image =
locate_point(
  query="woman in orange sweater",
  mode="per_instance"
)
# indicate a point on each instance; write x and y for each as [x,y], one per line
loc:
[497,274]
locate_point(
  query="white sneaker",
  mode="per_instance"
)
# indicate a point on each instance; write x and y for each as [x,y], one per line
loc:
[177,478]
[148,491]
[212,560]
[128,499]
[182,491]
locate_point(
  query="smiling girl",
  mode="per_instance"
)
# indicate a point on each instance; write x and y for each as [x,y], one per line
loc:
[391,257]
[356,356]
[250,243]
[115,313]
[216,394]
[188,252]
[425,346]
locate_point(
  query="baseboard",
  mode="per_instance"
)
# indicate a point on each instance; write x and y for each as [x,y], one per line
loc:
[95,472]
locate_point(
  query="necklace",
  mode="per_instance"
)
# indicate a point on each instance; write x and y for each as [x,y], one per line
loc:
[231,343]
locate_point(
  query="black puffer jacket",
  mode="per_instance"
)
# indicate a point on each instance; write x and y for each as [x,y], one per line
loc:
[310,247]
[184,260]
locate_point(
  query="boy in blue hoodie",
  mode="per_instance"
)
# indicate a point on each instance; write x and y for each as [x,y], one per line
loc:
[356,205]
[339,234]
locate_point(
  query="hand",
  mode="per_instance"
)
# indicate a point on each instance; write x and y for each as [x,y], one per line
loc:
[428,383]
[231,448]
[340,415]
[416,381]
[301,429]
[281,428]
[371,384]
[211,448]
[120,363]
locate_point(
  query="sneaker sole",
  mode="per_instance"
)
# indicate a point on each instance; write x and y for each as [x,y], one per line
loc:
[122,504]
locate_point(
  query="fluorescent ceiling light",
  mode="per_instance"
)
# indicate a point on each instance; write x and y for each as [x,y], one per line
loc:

◆ WRITTEN TASK
Write the listing out again, exactly as shown above.

◆ TASK ANSWER
image =
locate_point(
  query="woman in orange sweater",
  mode="per_instance"
)
# indicate a point on each instance; write x and y for each as [x,y], one per line
loc:
[497,274]
locate_point(
  query="white sneaker",
  mode="per_instance"
)
# indicate a point on each instance; write x and y for each as [x,y], one per line
loc:
[177,478]
[148,491]
[212,560]
[128,499]
[182,491]
locate_point(
  query="smiling girl",
  mode="per_instance"
)
# indicate a point on each instance; write x and y for each as [x,y], one per line
loc:
[391,257]
[356,356]
[250,243]
[115,313]
[216,394]
[188,252]
[425,346]
locate_point(
  query="baseboard",
  mode="per_instance"
)
# indicate a point on each instance; write x and y for each as [x,y], one per line
loc:
[95,472]
locate_point(
  query="necklace",
  mode="per_instance"
)
# indicate a point on each instance; write x and y for each as [x,y], one per line
loc:
[231,343]
locate_point(
  query="black puffer jacket",
  mode="per_instance"
)
# indicate a point on each instance; write x and y for each as [x,y], one per line
loc:
[310,247]
[184,260]
locate_point(
  query="boy in blue hoodie",
  mode="per_instance"
)
# indicate a point on each instance; write x and y for each as [x,y], one per line
loc:
[356,205]
[339,234]
locate_point(
  query="hand",
  mode="per_instance"
)
# indicate a point on each instance; write x and y for each as [x,y], one per line
loc:
[428,383]
[231,448]
[340,415]
[416,381]
[301,429]
[281,428]
[371,384]
[211,448]
[120,363]
locate_point(
  query="sneaker sole",
  mode="per_instance"
)
# indicate a point on each instance; write x and y for each as [x,y], one per line
loc:
[122,504]
locate_point(
  query="fluorescent ceiling light",
  mode="per_instance"
)
# indicate a point on each instance; write x and y for each as [x,y], one per line
loc:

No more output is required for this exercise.